[begin Extracted information]
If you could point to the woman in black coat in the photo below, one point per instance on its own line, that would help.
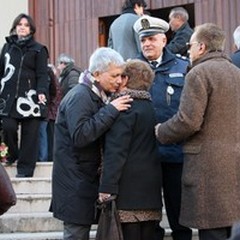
(131, 169)
(23, 92)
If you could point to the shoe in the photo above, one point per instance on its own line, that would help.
(20, 175)
(10, 161)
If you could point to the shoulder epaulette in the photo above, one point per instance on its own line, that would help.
(182, 57)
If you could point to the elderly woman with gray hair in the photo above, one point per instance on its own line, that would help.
(131, 169)
(69, 73)
(84, 115)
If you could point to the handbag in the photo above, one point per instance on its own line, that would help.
(7, 194)
(109, 225)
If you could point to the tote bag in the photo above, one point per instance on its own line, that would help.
(7, 194)
(109, 226)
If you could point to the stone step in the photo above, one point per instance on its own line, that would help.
(34, 185)
(59, 236)
(43, 169)
(27, 203)
(29, 222)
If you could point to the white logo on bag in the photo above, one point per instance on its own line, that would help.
(27, 107)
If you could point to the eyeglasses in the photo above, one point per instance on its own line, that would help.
(189, 45)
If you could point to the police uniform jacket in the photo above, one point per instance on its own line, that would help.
(165, 92)
(23, 74)
(208, 122)
(81, 121)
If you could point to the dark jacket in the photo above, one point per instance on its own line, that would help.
(131, 168)
(69, 78)
(81, 121)
(23, 74)
(177, 43)
(236, 58)
(170, 73)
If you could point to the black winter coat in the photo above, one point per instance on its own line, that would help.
(82, 120)
(23, 74)
(131, 168)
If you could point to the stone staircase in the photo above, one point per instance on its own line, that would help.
(30, 219)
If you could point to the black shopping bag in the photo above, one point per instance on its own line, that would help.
(7, 194)
(109, 226)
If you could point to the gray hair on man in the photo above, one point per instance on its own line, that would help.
(102, 58)
(236, 37)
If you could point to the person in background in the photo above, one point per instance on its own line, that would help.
(84, 115)
(131, 169)
(23, 93)
(46, 129)
(165, 91)
(55, 97)
(178, 21)
(69, 73)
(236, 55)
(122, 36)
(208, 123)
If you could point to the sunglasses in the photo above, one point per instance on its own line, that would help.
(189, 45)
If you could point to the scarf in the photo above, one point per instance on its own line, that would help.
(134, 93)
(87, 79)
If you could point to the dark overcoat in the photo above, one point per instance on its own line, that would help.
(131, 168)
(81, 121)
(23, 75)
(208, 120)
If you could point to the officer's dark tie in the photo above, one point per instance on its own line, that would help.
(154, 64)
[end Extracted information]
Output an exact copy of the lines beginning at the one that holds "If you could point to the gray" and running through the final line of the records.

If you could point to the gray hair on man in the photo above, one point per instance on its own line, that would help.
(102, 58)
(236, 37)
If you could point to the person in background in the photo above, one point per instance on its own line, that would help.
(84, 115)
(131, 169)
(23, 93)
(46, 129)
(165, 91)
(55, 97)
(178, 21)
(69, 73)
(236, 55)
(122, 36)
(208, 123)
If you could point to the sunglasses in the photo above, one point per instance on its own line, that would help.
(189, 45)
If you could point to the scarf in the photo above, one point per instance on its own line, that would help.
(134, 93)
(87, 79)
If you could point to the dark overcoat in the photo above, one point per instance on its own line, that would help.
(131, 168)
(81, 121)
(23, 75)
(208, 120)
If you could point to the officer's dark tie in the photo above, one point per instance on its own line, that would help.
(154, 64)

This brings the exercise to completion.